Chronological order
by Ken Krayeske
Hartford, CT
T o create a transportation culture that eschews the automobile in Greater Hartford, regional planners should pick the low-hanging fruit before scheming for the fruit at the top of the tree.
Growing mass transit capacity is a no-brainer, and the Capital region has plenty of transit apples on the ground, easily collected. The 9.5-mile New Britain-Hartford Busway seems like one of those mangoes way up at the top of the tree that requires a ladder, a scoop and perhaps even an emergency room visit. And when you get it, that mango isn't even ripe.
Those low hanging fruit, like promoting and coordinating carpooling, rideshare vans and biking and walking to work are inexpensive and effective means of reducing carbon emissions and removing cars from the road.
If CONNDOT spent even a quarter of the $335 million it wants to spend on Busway construction on bike and pedestrian safety training and infrastructure, we could convince many more than 4,000 Connecticut drivers to abandon their cars.
Plopping the Busway down in 2011 and expecting drivers to make that leap without having prepared commuters for the lifestyle change required for mass transit is like as crazy as hearing a whisper in the cornfields: "If you build it, they will come."
I won't dwell on the Busway's minutiae that I heard from Mike Sanders of CONNDOT and his compatriots at Union Station Wednesday, March 15. Nor will I make a big deal of the fact that out of 30 people at the meeting, only three weren't white.
Because if I hammered on how Amtrak hasn't agreed to lease or sell the train corridor to CONNDOT, or if I harped on the questionable design, like the $25 million flyover bridge at Flatbush Avenue, I wouldn't have space to deal with the Busway's two most egregious problems: CONNDOT's assumption of stable oil prices combined with its lack of long-term thinking bothered me most.
Let's start by wondering how a $335 million construction budget with a $77 million contingency built in doesn't include fluctuating commodity prices. The headlines of the Willimantic Chronicle on 3/15/06 decried an unexplained $.15 jump in gas prices that day alone. What happens when Al Qaeda succeeds in blowing up Saudi Aramco's oil processing facility that supplies about 9 percent of the world's daily output?
Oil prices will not stay put. And by 2011, when CONNDOT dreams the Busway will be operational, I guarantee we will be well into the world of $5 a gallon gas, which will force 4,000 cars off the road alone.
Nor do I don't think commuters will notice 4,000 fewer cars driving into Hartford daily, considering that right now 80,000 people in probably 60,000 cars commute daily. If current driving trends continue, I bet at least that many new cars will be on the road by 2011. No matter what, the state should raise gas taxes to force people out of their cars. This American life is unsustainable and toxic.
The Busway courts obsolescence before ground has even been broken. And unlike the man in the meeting who identified George Bush, CONNDOT, and the Capital Region Council of Governments as a dictatorial triumvirate, I see CRCOG as a top-notch organization. In full disclosure, I was invited to the board of directors of the Central Connecticut Bicycle Alliance by one of their employees. Since 1994, CRCOG has been pushing DOT towards this Busway.
Yet CRCOG and CONNDOT are equally guilty of not considering the transit picture in 20 years. CONNDOT's Sanders shrugged when asked about planning for two decades down the road.
In 20 years, how about setting a goal that only one in ten people in state actually owns a car. The Busway will help us get there, but I don't think we should build it until we can get 4,000 to carpool, walk, or bike to work on a windy March morning. People ride bikes and walk in blustery Beijing and freezing Finland, why not cold Connecticut?

» DATA FOR ANALYSIS
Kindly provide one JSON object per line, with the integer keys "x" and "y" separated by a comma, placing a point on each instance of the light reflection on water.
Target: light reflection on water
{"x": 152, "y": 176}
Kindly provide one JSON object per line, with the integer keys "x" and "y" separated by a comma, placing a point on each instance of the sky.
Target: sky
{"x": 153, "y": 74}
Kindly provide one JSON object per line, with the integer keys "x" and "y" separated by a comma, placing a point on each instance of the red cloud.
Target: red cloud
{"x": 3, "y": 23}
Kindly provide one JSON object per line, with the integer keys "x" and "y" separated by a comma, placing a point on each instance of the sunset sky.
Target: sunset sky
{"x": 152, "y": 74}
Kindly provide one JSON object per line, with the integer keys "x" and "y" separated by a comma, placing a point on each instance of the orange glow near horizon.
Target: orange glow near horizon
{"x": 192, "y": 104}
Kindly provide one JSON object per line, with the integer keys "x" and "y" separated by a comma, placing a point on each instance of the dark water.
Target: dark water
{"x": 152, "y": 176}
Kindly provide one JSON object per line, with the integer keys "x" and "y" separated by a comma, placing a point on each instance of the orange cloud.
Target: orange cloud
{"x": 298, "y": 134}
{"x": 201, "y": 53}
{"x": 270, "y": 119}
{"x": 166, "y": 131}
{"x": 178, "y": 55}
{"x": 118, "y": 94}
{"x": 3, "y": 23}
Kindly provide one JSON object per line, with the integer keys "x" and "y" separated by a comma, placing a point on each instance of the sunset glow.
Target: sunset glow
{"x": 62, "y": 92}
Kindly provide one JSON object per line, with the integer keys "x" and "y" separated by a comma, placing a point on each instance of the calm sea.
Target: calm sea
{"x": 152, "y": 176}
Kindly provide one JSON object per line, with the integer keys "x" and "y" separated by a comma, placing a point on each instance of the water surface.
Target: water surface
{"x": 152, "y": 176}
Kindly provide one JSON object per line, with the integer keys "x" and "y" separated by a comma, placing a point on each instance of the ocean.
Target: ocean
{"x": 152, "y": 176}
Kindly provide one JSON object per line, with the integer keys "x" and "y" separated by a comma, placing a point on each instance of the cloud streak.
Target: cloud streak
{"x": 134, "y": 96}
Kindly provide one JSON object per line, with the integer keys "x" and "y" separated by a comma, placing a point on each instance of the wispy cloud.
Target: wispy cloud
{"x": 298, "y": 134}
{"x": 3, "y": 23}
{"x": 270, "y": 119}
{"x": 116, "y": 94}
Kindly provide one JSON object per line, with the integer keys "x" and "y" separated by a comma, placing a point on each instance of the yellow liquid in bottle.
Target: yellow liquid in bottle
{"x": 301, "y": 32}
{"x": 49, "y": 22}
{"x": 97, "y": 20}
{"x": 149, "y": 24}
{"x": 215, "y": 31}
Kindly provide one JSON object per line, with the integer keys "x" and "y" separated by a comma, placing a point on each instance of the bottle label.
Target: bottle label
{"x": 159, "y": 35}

» TRY IT
Edit the part of the Busway commentary that opens with the words containing "Nor do I don't" and closes with "unsustainable and toxic.", and give it again with "gas taxes" changed to "tolls".

» ANSWER SPACE
Nor do I don't think commuters will notice 4,000 fewer cars driving into Hartford daily, considering that right now 80,000 people in probably 60,000 cars commute daily. If current driving trends continue, I bet at least that many new cars will be on the road by 2011. No matter what, the state should raise tolls to force people out of their cars. This American life is unsustainable and toxic.